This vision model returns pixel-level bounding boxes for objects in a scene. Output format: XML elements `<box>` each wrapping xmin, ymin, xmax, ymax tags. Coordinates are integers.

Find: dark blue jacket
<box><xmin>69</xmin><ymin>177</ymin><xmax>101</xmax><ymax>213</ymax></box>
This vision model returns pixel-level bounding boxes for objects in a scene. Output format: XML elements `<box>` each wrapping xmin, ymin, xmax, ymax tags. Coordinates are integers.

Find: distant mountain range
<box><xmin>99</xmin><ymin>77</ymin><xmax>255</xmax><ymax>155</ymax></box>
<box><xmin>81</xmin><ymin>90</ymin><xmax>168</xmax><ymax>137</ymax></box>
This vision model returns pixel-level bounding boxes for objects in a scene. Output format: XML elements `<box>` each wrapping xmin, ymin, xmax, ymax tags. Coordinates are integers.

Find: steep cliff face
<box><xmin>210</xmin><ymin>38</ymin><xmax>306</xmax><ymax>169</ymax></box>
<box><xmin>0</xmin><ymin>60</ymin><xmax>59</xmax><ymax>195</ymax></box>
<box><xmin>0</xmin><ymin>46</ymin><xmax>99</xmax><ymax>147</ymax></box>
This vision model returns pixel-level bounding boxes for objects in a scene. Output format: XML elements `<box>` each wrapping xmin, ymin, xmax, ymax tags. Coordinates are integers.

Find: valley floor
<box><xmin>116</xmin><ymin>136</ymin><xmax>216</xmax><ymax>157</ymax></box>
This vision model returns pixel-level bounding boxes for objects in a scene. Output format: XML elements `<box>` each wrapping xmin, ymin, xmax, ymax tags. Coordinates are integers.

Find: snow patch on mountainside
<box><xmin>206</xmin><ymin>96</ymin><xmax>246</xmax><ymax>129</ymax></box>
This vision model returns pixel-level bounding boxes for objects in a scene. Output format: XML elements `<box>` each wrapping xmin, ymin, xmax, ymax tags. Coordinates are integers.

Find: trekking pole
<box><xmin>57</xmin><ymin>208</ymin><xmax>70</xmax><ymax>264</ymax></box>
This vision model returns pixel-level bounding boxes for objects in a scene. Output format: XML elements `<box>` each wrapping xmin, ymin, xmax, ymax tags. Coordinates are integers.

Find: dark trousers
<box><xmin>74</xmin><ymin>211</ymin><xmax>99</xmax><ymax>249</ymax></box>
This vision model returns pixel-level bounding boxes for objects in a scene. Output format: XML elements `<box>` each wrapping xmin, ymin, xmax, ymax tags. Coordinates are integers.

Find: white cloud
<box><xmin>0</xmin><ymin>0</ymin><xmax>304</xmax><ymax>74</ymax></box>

**Requirement**
All of the material must be given again without any change.

**Written solution**
This vision model returns pixel-level bounding boxes for objects in a scene. Output format: XML elements `<box>` each wrapping xmin, ymin, xmax, ymax tags. Coordinates are integers.

Find: dark blue jacket
<box><xmin>69</xmin><ymin>177</ymin><xmax>101</xmax><ymax>213</ymax></box>
This vision model returns pixel-level bounding boxes for objects in a scene. Output format: XML elements `<box>` each wrapping xmin, ymin, xmax, ymax tags. Coordinates are integers.

Find: distant mountain range
<box><xmin>99</xmin><ymin>77</ymin><xmax>255</xmax><ymax>155</ymax></box>
<box><xmin>81</xmin><ymin>90</ymin><xmax>168</xmax><ymax>137</ymax></box>
This vision model returns pixel-level bounding boxes for objects in a scene. Output format: XML elements `<box>` each wrapping xmin, ymin, xmax, ymax tags. Coordinates are integers.

Find: steep cliff face
<box><xmin>210</xmin><ymin>38</ymin><xmax>306</xmax><ymax>169</ymax></box>
<box><xmin>0</xmin><ymin>60</ymin><xmax>59</xmax><ymax>195</ymax></box>
<box><xmin>0</xmin><ymin>46</ymin><xmax>99</xmax><ymax>147</ymax></box>
This vision model returns pixel-level bounding boxes for objects in a scene. Output format: XML elements `<box>` each wrapping xmin, ymin, xmax, ymax tags. Coordinates are integers.

Find: valley floor
<box><xmin>116</xmin><ymin>136</ymin><xmax>216</xmax><ymax>157</ymax></box>
This vision model returns pixel-level bounding boxes for objects in a scene. Output format: XML elements `<box>` each wrapping xmin, ymin, xmax, ymax tags. Coordinates are integers.

Find: snow patch on mountainside
<box><xmin>206</xmin><ymin>96</ymin><xmax>246</xmax><ymax>129</ymax></box>
This vision model returns pixel-level bounding boxes for objects in a scene. Output format: XML elements `<box>` each wrapping xmin, ymin, xmax, ymax tags. Coordinates are integers.

Find: trekking pole
<box><xmin>57</xmin><ymin>208</ymin><xmax>70</xmax><ymax>264</ymax></box>
This vision model returns pixel-level bounding boxes for objects in a scene. Output format: XML elements `<box>` each wrapping xmin, ymin, xmax, ymax tags. Coordinates are integers.

Find: dark trousers
<box><xmin>74</xmin><ymin>211</ymin><xmax>99</xmax><ymax>249</ymax></box>
This vision model returns pixel-level bounding boxes for objects in a scene. Output format: XML elements `<box>` each wrapping xmin, ymin, xmax, ymax tags. Coordinates are integers.

Find: white cloud
<box><xmin>0</xmin><ymin>0</ymin><xmax>304</xmax><ymax>74</ymax></box>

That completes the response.